EXTRACT START
Published on 03/24/05

Geogia corn farmers kick off new growing season

By Brad Haire
University of Georgia

Georgia corn farmers have started planting the first rows of this year's growing season. But it's costing them more to do it.

Beginning the first week in March, corn is usually the first row crop planted in Georgia, said Dewey Lee, an agronomist with the University of Georgia Extension Service.

South Geogia is one of the first places to plant corn in the United States each year. As the weather warms, the planting trend gradually moves north until it reaches the Midwest and North in late spring.

Georgia farmers planted about 335,000 acres of corn last year. But they'll probably plant less this year, Lee said, because the prices for seed and fertilizer have risen dramatically.

Genetically modified seed help farmers battle weeds, insects and diseases without having to spend money on certain insecticides and herbicides. They increase yields, too, Lee said.
EXTRACT END
GIVEN DATA START
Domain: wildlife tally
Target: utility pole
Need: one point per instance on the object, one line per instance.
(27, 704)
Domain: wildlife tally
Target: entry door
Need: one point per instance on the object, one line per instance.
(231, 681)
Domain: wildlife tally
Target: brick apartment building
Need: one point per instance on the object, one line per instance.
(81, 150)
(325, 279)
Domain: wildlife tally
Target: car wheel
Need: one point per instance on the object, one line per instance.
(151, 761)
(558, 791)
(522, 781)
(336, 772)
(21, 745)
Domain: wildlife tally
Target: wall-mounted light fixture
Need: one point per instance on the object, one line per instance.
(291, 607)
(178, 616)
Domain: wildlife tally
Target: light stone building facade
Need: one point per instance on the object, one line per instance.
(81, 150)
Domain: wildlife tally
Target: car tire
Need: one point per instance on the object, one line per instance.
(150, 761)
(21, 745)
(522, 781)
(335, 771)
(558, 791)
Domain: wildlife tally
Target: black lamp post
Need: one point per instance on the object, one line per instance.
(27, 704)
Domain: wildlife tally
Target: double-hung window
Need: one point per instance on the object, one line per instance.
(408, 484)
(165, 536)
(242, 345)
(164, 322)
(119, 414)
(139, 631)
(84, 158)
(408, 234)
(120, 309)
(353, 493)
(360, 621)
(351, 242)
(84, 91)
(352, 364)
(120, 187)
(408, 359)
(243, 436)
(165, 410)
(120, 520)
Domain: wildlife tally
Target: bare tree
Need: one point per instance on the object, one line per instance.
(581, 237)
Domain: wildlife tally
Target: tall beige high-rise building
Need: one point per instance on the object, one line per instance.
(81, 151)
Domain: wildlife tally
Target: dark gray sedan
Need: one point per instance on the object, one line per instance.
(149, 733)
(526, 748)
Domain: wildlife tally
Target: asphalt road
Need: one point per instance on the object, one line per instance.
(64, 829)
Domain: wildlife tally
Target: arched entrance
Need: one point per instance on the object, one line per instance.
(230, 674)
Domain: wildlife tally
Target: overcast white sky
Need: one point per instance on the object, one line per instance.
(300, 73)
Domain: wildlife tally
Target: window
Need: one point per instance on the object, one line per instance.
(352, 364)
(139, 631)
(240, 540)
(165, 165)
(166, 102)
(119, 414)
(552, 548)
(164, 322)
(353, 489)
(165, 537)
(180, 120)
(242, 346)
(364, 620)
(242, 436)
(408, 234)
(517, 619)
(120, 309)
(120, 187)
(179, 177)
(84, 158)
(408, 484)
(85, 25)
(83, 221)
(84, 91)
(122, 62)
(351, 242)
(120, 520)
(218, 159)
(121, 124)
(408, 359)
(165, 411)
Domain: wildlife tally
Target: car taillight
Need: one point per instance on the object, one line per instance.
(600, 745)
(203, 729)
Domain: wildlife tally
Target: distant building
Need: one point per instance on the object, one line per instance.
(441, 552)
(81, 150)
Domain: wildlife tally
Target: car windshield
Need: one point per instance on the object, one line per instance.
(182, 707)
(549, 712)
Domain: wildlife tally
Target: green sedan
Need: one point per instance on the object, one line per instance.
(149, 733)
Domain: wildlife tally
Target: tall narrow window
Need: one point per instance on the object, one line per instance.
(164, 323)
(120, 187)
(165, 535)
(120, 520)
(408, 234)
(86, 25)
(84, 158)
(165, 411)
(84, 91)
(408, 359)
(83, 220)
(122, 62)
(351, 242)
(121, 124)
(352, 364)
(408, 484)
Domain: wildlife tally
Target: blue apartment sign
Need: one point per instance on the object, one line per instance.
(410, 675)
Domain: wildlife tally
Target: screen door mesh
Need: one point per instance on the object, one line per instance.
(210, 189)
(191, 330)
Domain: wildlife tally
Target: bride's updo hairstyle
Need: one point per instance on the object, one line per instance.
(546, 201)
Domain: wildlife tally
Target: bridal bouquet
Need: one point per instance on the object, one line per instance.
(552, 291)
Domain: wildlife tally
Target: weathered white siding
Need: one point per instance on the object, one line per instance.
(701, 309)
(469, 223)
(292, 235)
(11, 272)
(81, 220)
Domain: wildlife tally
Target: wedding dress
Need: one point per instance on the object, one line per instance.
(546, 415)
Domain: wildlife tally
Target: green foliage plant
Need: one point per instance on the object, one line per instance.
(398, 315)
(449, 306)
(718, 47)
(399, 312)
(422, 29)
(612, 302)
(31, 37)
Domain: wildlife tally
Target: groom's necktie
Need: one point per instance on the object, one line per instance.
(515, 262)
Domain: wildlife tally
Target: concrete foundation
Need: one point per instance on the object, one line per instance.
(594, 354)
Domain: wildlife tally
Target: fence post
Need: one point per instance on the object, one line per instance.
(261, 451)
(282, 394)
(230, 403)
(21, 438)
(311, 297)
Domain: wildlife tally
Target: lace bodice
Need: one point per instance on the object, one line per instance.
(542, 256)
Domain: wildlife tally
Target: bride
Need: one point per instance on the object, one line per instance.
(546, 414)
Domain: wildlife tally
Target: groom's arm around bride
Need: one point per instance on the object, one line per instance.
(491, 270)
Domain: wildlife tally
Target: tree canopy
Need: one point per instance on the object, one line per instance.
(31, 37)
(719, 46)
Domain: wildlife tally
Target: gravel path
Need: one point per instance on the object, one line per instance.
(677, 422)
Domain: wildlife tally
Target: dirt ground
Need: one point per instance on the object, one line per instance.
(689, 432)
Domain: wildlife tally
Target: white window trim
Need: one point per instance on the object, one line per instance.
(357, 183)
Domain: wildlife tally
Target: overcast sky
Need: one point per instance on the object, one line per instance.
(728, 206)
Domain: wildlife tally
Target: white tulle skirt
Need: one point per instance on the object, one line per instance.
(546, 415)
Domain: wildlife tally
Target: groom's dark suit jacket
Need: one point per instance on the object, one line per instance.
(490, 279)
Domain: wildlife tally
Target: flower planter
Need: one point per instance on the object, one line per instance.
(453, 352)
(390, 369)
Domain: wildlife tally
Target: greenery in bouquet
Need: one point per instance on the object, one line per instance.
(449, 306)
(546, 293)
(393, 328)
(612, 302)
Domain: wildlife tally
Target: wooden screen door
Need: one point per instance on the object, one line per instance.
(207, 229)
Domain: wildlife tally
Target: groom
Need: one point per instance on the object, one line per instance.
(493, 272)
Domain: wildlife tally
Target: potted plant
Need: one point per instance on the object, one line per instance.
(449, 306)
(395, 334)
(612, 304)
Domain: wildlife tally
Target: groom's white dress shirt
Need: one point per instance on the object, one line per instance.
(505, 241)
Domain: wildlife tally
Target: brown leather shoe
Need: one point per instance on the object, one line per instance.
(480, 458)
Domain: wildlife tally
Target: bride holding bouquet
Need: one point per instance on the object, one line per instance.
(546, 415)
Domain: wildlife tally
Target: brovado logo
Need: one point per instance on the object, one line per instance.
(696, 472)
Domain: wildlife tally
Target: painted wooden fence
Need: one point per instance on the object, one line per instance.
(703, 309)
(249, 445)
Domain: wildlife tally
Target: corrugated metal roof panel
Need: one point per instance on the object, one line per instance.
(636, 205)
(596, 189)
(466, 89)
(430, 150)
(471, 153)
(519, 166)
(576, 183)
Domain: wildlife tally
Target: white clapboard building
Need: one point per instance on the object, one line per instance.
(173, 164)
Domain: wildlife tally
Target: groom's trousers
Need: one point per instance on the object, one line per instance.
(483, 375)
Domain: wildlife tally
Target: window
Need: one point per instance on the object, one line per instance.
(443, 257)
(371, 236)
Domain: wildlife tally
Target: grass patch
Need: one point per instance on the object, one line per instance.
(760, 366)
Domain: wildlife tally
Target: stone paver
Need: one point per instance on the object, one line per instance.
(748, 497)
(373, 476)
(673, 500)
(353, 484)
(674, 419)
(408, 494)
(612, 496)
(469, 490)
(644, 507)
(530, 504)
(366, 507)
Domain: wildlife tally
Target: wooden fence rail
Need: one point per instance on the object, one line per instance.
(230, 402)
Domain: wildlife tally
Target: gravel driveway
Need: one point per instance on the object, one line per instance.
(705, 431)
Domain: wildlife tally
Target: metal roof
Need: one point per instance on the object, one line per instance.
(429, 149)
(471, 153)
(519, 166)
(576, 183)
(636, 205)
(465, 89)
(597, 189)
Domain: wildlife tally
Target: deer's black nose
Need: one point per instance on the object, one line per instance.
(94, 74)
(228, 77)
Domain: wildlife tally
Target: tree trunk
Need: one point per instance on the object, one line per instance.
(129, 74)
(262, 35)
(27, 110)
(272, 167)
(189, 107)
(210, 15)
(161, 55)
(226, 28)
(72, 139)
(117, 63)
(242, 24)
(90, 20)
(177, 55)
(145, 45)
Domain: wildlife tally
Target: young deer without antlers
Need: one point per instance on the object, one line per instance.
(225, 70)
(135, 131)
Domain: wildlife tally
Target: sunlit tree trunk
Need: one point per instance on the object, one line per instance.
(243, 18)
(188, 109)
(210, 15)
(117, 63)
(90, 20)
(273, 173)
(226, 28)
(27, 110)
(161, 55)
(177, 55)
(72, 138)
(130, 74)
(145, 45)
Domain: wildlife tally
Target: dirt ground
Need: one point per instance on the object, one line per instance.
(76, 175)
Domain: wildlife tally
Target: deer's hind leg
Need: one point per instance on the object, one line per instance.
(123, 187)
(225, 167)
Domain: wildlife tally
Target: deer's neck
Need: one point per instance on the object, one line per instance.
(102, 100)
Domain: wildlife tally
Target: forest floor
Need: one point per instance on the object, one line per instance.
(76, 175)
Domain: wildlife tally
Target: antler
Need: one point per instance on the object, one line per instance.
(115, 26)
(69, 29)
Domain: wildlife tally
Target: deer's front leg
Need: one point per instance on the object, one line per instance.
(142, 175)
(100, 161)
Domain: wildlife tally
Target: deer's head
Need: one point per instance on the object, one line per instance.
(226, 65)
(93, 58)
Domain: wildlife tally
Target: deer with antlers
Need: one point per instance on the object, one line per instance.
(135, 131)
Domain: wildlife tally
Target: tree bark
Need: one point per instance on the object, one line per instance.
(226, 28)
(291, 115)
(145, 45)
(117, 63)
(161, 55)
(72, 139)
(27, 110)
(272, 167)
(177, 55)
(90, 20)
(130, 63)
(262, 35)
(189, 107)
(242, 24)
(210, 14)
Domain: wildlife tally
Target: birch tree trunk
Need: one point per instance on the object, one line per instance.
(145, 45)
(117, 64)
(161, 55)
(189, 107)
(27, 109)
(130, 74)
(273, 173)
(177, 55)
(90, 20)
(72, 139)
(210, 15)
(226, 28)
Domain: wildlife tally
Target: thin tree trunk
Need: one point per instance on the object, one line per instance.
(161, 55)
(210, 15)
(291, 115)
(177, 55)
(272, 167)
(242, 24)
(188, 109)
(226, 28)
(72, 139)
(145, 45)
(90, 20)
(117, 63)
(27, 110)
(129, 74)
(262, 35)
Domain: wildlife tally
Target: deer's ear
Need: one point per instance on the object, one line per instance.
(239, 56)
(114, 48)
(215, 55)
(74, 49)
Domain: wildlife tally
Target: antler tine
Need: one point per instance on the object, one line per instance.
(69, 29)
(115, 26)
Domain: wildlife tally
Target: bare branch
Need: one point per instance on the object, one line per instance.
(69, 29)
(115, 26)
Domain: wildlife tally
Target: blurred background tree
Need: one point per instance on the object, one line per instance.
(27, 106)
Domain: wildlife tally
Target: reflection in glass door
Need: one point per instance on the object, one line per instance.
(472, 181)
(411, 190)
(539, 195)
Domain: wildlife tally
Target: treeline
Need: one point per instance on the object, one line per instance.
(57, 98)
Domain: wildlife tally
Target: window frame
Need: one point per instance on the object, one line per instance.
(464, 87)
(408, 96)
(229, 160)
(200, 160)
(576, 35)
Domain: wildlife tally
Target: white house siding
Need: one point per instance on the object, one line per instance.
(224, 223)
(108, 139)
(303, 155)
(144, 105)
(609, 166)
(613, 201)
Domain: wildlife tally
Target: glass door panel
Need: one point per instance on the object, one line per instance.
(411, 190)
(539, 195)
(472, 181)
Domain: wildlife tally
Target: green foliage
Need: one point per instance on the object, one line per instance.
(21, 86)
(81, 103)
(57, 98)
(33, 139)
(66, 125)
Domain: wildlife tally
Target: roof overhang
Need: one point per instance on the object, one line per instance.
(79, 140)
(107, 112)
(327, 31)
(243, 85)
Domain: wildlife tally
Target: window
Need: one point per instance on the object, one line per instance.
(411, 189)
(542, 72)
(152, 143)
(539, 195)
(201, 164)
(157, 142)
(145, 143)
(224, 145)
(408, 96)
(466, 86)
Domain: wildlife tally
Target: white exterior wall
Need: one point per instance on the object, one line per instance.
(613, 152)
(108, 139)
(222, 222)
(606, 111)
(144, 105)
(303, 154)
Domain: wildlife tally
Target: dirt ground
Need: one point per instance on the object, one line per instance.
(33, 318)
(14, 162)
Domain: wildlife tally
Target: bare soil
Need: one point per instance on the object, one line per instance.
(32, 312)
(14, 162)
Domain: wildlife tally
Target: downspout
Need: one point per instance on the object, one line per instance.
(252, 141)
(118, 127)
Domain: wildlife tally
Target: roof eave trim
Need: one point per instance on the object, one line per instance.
GIVEN DATA END
ASSIGNED TASK A: According to the article on Georgia corn farmers, about how many acres of corn did Georgia farmers plant last year?
ASSIGNED TASK B: Pick up the article on Georgia's corn planting season after its last sentence and carry it on.

RESULT A: About 335,000 acres.

RESULT B:
But the price for this seed has risen by as much as 60 percent since last year. The seed costs farmers about $20 more per acre, said Nathan Smith, an economist with the University of Georgia Extension Service.

Driven by higher fuel prices, Smith said, fertilizer costs more, too. This spring, farmers are paying about 30 percent more for it. Fertilizing corn cost farmers $105 per acre 18 months ago. It takes $140 per acre today.

Georgia corn growers averaged harvesting 130 bushels per acre last year, the second highest yields on record. Timely June rains helped. The crop was harvested before September's four damaging hurricanes, too.

The state's farmers grow much less corn than it uses each year, Lee said. Most of the crop is used for animal feed. Georgia's multibillion-dollar poultry industry buys much of it during winter, when severe weather restrains transportation from the Midwest.

One row crop is still in Georgia fields from last year's season: about 300,000 acres of wheat that was planted last November.

The wheat crop is having problems with the recent moist weather, Lee said. Powdery mildew and a soil-borne virus could hurt yields before harvest in May. Georgia wheat farmers historically average 45-50 bushels per acre.

"If the weather would dry out, it would really help the wheat respond well," he said. "But what wheat doesn't need now is more rain."

Ironically, corn growers want rain now, he said, but not too much. Newly-planted corn seeds need moisture to germinate.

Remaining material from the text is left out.